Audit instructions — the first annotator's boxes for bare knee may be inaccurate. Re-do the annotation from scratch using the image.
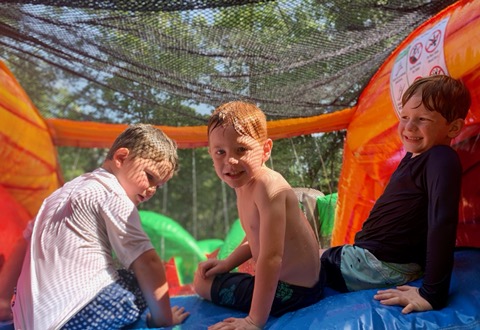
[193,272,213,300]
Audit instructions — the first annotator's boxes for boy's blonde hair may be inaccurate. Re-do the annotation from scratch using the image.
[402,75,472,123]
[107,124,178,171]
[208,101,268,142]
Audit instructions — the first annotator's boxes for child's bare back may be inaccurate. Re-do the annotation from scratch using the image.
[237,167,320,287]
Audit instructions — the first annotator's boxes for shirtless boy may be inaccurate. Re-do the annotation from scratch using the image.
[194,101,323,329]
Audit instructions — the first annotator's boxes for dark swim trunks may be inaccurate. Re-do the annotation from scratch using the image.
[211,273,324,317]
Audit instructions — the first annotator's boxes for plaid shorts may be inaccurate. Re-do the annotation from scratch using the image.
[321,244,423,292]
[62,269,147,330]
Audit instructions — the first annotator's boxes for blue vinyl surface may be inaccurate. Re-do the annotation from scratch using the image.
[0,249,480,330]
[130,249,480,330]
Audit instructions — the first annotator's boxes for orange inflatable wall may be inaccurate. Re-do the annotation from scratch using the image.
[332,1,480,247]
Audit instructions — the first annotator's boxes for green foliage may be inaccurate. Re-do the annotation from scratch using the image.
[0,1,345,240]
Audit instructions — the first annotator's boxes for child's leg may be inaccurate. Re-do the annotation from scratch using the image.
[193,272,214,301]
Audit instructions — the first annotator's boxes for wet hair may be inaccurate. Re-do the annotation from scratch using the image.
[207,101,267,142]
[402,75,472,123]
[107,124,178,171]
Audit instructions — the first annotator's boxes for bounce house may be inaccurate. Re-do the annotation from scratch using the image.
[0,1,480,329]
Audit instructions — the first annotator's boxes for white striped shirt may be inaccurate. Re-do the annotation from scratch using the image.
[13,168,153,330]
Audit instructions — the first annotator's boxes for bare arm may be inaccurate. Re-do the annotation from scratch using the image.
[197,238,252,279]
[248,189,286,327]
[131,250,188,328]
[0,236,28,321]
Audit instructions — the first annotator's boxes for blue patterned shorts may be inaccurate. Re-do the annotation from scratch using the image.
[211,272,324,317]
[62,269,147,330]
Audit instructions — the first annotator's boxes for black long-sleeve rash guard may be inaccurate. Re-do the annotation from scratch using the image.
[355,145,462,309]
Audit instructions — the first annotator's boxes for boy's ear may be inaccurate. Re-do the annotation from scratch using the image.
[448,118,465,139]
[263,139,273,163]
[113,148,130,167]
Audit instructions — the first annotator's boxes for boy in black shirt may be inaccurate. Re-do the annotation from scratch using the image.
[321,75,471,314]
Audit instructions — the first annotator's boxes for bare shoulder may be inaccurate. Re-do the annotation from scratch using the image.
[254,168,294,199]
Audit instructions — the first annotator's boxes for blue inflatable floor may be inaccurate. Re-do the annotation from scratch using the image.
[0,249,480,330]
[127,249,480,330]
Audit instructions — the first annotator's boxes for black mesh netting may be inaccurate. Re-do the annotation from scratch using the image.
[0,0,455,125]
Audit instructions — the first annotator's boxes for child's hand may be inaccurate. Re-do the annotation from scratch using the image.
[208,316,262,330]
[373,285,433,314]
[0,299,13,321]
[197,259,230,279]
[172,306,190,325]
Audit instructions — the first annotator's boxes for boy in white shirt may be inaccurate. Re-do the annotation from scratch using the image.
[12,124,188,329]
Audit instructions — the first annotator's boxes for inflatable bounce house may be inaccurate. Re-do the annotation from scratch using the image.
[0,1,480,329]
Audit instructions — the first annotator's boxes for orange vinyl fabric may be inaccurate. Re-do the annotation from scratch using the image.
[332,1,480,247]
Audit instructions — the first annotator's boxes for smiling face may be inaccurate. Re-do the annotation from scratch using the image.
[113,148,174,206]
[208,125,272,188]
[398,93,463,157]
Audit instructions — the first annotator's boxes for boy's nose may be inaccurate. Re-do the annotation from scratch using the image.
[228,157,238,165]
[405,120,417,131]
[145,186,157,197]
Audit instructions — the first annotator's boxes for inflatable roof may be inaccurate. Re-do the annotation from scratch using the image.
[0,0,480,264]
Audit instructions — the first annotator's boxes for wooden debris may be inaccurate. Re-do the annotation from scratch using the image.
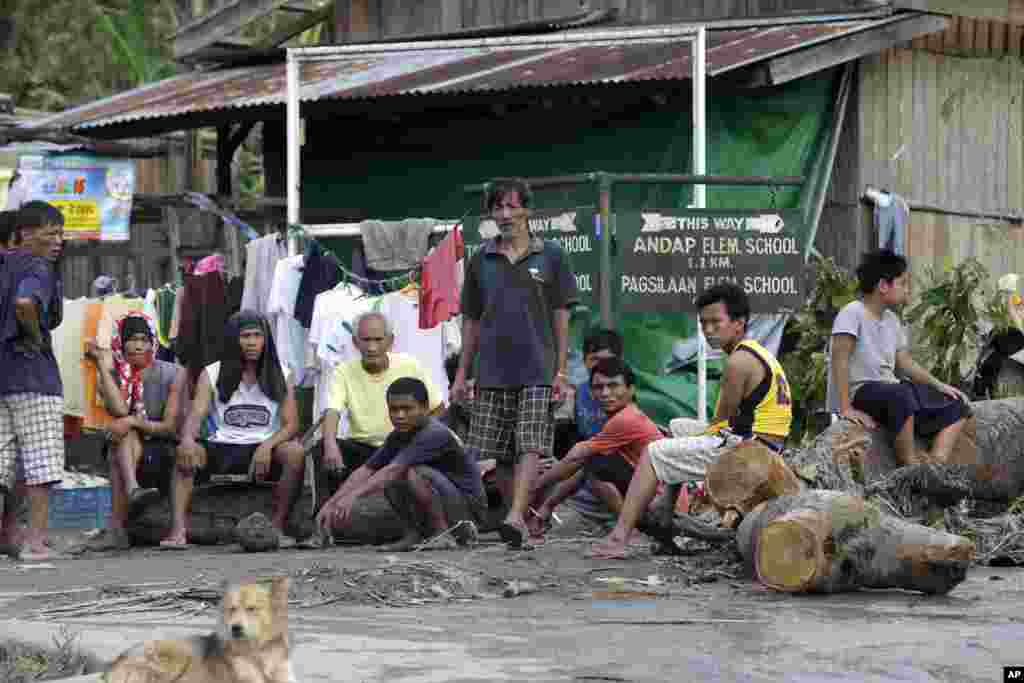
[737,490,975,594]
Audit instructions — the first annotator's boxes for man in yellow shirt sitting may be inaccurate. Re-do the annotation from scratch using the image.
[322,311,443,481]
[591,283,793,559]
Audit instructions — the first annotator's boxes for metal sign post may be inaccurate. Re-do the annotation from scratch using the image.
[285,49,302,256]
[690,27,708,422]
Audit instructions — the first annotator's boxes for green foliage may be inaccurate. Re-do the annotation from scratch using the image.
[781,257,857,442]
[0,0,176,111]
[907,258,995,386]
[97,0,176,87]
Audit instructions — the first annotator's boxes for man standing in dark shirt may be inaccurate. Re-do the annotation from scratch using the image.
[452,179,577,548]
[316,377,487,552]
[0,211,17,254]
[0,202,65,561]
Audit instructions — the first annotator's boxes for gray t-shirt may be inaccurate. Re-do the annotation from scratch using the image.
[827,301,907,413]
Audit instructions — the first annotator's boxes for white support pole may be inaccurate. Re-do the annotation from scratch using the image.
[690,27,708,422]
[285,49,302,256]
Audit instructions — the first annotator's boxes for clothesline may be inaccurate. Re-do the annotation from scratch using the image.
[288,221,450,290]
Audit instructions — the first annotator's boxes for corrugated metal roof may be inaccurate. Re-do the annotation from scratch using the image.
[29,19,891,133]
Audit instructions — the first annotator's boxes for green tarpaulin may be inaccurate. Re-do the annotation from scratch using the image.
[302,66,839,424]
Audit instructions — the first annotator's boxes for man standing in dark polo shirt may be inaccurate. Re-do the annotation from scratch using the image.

——————

• _What you should do_
Reproduce every line of the data above word for word, omitting the pictures.

• _Final answer_
Audit instructions — the first annotator's boxes for bare knee may be inaccurate. Re-do the annotation from scratch using the image.
[193,272,213,300]
Audit instructions — the first annotator's boxes for boy's blonde hair may be inaccurate. Re-do the annotation from scratch using the image.
[402,75,472,123]
[107,124,178,171]
[208,101,268,142]
Audit instructions — the first annotator's boxes for child's bare back may be inaccurate. Re-do the annotation from scratch using the image.
[237,167,320,287]
Audit instructions — the first annotator's boxes for shirtless boy may be inaccurate. Re-do the annotation from scratch using the image.
[194,101,323,329]
Audit instructions — the first annotator's boxes for dark swim trunks may be inaccurate. Re-do the annotation from scratch using the image.
[211,273,324,317]
Audit instructions — the first annotator's boxes for plaid shorts may be inaccurate. Re-do the annotation from scratch using the image.
[321,244,423,292]
[62,269,147,330]
Audit instructions — the first annotator's boxes for blue vinyl surface may be inaccurate. Re-do the annotation from scratch using the image.
[0,249,480,330]
[130,249,480,330]
Audit instructions — the first annotator's boxes for orange inflatable wall may be inaccurate. Re-do the annotation from scratch using the image.
[332,1,480,247]
Audit instructions — the first annotator's boxes for green foliage may be inaccurate. Re-do the annotation from scratch using the image.
[0,1,345,240]
Audit instructions — the first annotator's boxes for child's leg may be inaccurate. Re-do the annotation from scratch using the image.
[193,272,214,301]
Audit instructions — the first annotator's boxes for wet hair may be inaccurate. Re-do the annotation from scratch using the image.
[207,101,267,142]
[402,75,472,123]
[107,124,178,171]
Audit instructions — the first annotator's boxes for bounce house may be inaccurate. Re-do the annotation from scratch using the image.
[0,1,480,329]
Audit instructions — the first annotator's boxes for white striped shirt may be inaccurate. Re-do the annotation from scratch using the image.
[13,168,153,330]
Audit instructions — the first annotator's boxes for bare arm may be inaccurate. Re-do the annotation from scratch using the image.
[197,238,252,279]
[248,189,286,327]
[131,250,188,328]
[0,236,28,321]
Audit instructions — the first annotator's boxes for blue patterned shorts may be inaccurate. Re-do the annotation from scratch using the image.
[211,272,324,317]
[62,269,147,330]
Audit instructions — the first annotator's boxes for black long-sleeve rash guard may be inaccurate. Re-do the annotation from scratch using the image.
[355,145,462,309]
Audit instructions — the first annotator's boxes for boy's ear may be inaccurate. Re-do the annotation from scratch using the image.
[448,118,465,139]
[263,139,273,163]
[113,148,130,167]
Audit instructions — the first annotator's boxes for boy in black shirt may be inaccurate. Re-do the annotation from scratch using the image.
[321,75,471,314]
Audit instructions — the first annotator's boxes for bare shoulder may be inaccurate. Re-do the annotation from scratch using the image.
[254,168,294,199]
Audit instructions — the first annotator's boxes for blue inflatable floor may be inaccurate. Re-do the annotation from scratch using the image.
[0,249,480,330]
[127,249,480,330]
Audit instructions — the first annotator's boxes for black mesh netting may be inaccurate. Re-do the annotation from scratch using the image.
[0,0,455,125]
Audit instructions — the first annotator's boxes for child's hand may be inaccurate. Re-do the annotation from scratch using the image.
[208,316,262,330]
[373,285,433,314]
[0,299,13,321]
[197,259,230,279]
[172,306,190,325]
Audit instructions — the first annotator's boxes for boy in white shirt may be inaccurate. Re-do the annotation from scratch using the image.
[12,124,188,329]
Audit instructions — the first annotator's boxes for inflatable bounce house may be inaccurate. Re-do the annotation from scratch using the image.
[0,1,480,329]
Audit instructions — the first annotator's boxes for orange vinyl fabric may be inaccurate. Re-do the annotation from scratch using the image.
[332,1,480,247]
Audit instructions — the first annotator's boxes for smiling face may be inaccurate. Re-do the annotation from scratch using the image.
[113,148,174,206]
[208,125,272,188]
[398,93,463,157]
Audit instructions — the first annotator's boxes for boy's nose may be inaccurate. Re-do the annotation from scratch using the image.
[228,157,238,165]
[405,120,417,131]
[145,186,157,197]
Audit instructions — the first annotator's boxes for inflatable roof may be inaccurate. Re-do the annotation from scratch using the image.
[0,0,480,264]
Audit instructions — the first annotator's boxes for wooden debris may be inaccurate. Re-do the annotation from scratch using the image.
[737,490,975,594]
Audit instructions — the first annotator's boxes for man in yellow shirt sitting may be inaccurate. Re-do the annotation from scratch using the image.
[322,311,443,481]
[591,283,793,559]
Audit instructions — the first annotator's boxes for metal sign post may be inaccurate. Re-do the annotation from scratch using the image.
[285,49,302,256]
[690,27,708,422]
Audit instructions — the first annotator's boxes for green foliage may be inaccurate. Re-do the annotation from scratch using the image.
[781,257,857,442]
[0,0,176,111]
[907,258,995,386]
[97,0,176,87]
Audit instructions — the first annotator's boxes for man standing in dark shirt may be inaccurate. Re-do the annotation from scratch using the image.
[452,179,577,548]
[316,377,487,552]
[0,211,17,254]
[0,202,65,561]
Audit instructions — the first annotator's boxes for gray t-shirt may be inaccurate. Re-do the annotation from scratch using the image.
[827,301,907,413]
Audit instructions — the first annotator's boxes for white support pole may be inaccurate. Re-do the annotation from scratch using the image.
[690,27,708,422]
[285,49,302,256]
Audit instructions — the first annotator's boxes for clothesline may be inaccurate. Re-do the annotation from scratch using the image.
[288,221,450,290]
Audit instructions — the first annotator's boxes for corrugated metal roof may be inaccurate. Re-do the annotation from scratch using the image.
[29,19,891,133]
Audit instructions — the first annotator's boxes for green tarpaulin may be inaccurate. Re-do the annotation from scratch using the image.
[302,66,839,424]
Audit instructions — the first annotator's boxes for man standing in dark polo shirt may be inaccurate. Re-do the annotation from scratch using the image.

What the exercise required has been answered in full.